● WRITTEN TASK:
Reproduce the listing below exactly, minus its pictures.

● INPUT ROWS:

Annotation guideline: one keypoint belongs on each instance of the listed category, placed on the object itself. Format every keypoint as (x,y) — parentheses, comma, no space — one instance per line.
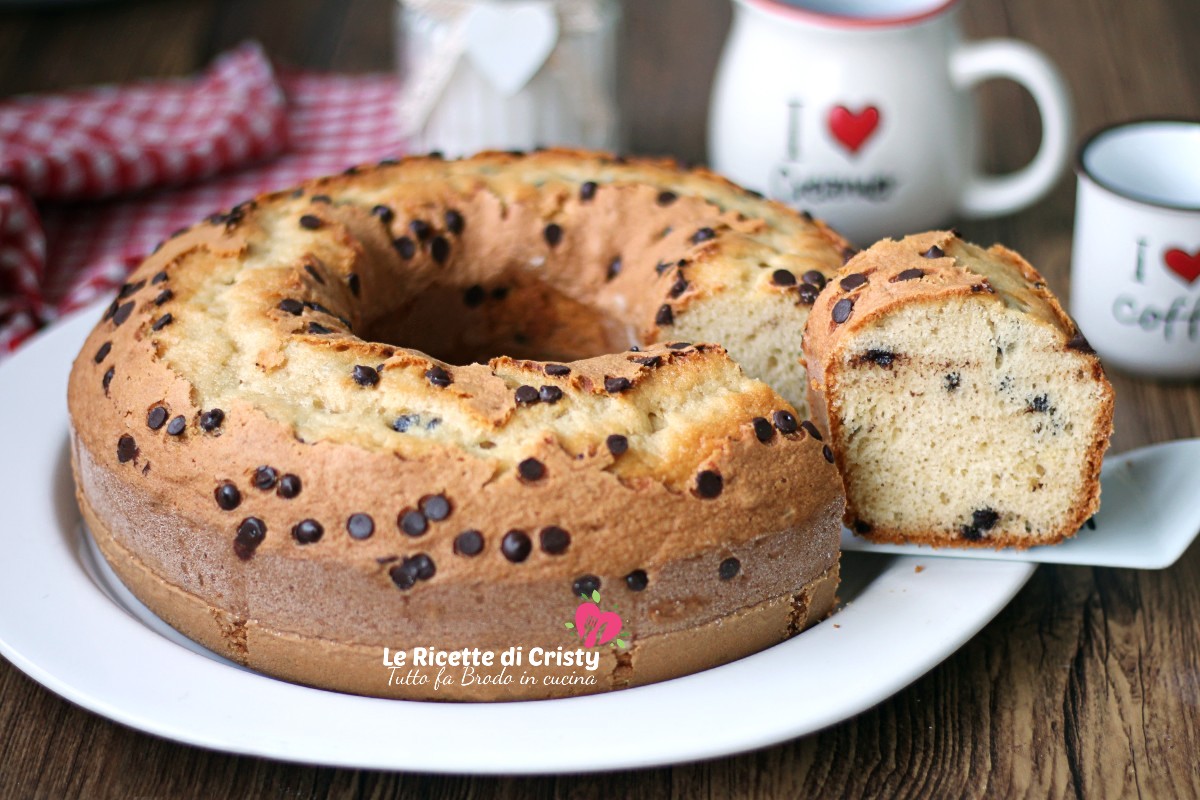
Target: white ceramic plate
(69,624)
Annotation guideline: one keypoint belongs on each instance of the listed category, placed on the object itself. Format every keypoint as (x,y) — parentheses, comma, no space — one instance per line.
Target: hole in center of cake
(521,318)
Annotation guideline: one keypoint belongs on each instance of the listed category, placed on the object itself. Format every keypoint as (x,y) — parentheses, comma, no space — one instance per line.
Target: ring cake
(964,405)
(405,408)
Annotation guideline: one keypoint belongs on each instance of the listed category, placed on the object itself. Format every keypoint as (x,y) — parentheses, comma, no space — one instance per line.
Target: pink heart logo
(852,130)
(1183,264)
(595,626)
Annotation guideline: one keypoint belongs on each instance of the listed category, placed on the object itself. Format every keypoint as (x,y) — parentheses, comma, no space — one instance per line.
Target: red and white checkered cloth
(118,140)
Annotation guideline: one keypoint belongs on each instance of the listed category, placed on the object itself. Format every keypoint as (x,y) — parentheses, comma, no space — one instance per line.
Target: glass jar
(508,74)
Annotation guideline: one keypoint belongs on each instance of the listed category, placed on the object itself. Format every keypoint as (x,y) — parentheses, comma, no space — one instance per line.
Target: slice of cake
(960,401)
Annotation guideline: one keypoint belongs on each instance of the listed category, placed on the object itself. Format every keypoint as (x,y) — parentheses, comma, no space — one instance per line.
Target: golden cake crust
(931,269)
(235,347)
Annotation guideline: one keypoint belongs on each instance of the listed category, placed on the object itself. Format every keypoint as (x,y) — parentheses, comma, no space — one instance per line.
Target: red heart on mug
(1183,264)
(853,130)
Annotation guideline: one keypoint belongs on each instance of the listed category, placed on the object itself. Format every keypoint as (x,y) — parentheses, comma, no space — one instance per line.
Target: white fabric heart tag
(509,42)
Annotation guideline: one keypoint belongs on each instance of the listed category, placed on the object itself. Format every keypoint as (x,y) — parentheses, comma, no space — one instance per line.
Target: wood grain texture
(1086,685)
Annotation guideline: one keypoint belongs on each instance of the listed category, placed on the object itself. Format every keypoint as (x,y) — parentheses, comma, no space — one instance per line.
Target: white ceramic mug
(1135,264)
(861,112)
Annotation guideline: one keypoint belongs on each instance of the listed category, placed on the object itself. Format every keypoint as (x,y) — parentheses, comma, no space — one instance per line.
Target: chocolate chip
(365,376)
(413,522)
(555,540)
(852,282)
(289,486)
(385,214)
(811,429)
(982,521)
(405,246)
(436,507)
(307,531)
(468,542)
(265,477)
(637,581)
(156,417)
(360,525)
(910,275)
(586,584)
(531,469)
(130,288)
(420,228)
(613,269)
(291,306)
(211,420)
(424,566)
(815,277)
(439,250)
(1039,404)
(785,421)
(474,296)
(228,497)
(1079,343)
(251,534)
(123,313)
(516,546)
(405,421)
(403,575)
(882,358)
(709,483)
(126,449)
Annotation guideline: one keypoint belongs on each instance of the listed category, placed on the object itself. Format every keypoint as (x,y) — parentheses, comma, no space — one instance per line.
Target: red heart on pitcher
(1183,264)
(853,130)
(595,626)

● TASK ANSWER:
Annotation guideline: one keypoint belongs on each instance of the listed category, placed on the object itself. Format every keypoint as (x,y) — parentheses, comma, no space — one instance per line.
Target: white ceramic plate
(69,624)
Annotation guideline: one keypoint belongs on each instance of the listed category, placed on the object itself. Format every keypoint as (x,y) — parentheses, comma, no space — one instance per line.
Target: hole in center of cake
(521,318)
Annotation guideline: one keypoint belongs on each instance of the listed category, placed on the object itself. Format every keypoint as (x,y) — parentheses, comma, no space — one instance per line.
Target: ring cake
(964,405)
(405,408)
Annotation guideline: one keypoint belongs on each instance of the listed category, placed on the object itself. Format every keypoint as (x,y) — parentheses, comma, no space — one instance per line.
Target: pink heart logo
(852,130)
(1183,264)
(595,626)
Annotation guideline: one keypoint belongs on each instance of the listed category, placed on the object itself. Format every keypoint as (x,y) — parentheses, comma, no space — one instance per line.
Target: red and white checkered cloth
(118,140)
Annotation guideline: one keypoint belongs on each instance of the listed category, placed on the object itself. Format every keypoint as (x,y) — parentheses, comma, no space — one instance per line.
Target: glass jar
(508,74)
Annotation guideline: one keypoint belongs on each instance of the listed category, placed on the object itself. Format every keypoint as (x,y) — parentheses, comma, no space — one instance per line.
Target: slice of cake
(960,401)
Annotation guideline: one keypoint belongs on each instance of the listed category, placed on the object itself. Format every keypoint as (x,y) — parentheses, comma, no space — one instance per line.
Target: golden cake crust
(931,269)
(235,347)
Annotation guideline: one keypoint belongs on each instance of the listed category, placed on the object itself. Format every keypoint as (x,y) — parentheses, comma, no space — one instance per line.
Target: red heart on mug
(1183,264)
(853,130)
Annotation guideline: one keypoint belongs on each instance of the listed category, placed on the object itself. Format every keypoint as (x,y) — parentheses, comma, no space — one instance per line.
Target: white fabric heart tag
(509,42)
Annotation guideline: one keypoint belongs on each instance of the listed category, placed on the object itself. Format every keypoint as (x,y) — parentheses, comma, no space — one instance per line.
Target: wood grain texture
(1086,685)
Annotation guideline: one keypoint belongs on each instance of the listed category, placed on the object itself. Format every keypoint as (x,y) — parentheses, comma, no space — one instance per line.
Target: white ceramic mug
(1135,264)
(861,112)
Annotation guideline: one keypoint belongs on each instance of the listed category, placed on the object itself. Format every keypoint as (x,y) — parentheses, comma, no space — one instance per line.
Target: chocolate chip
(365,376)
(413,522)
(555,540)
(852,282)
(289,486)
(385,214)
(811,429)
(982,521)
(405,246)
(436,507)
(307,531)
(468,542)
(265,477)
(637,581)
(156,417)
(360,525)
(910,275)
(586,584)
(531,469)
(130,288)
(420,228)
(613,269)
(291,306)
(211,420)
(424,566)
(815,277)
(439,250)
(1039,404)
(785,421)
(474,296)
(228,497)
(1079,343)
(251,534)
(123,313)
(516,546)
(405,421)
(403,575)
(882,358)
(709,483)
(126,449)
Annotation guideline: one keypoint belongs on each instance of the listed category, placed on the object itself. Format every keypoint as (x,y) — parentheses, comma, no space — one instance per line.
Target: red heart on pitcher
(1183,264)
(853,130)
(595,626)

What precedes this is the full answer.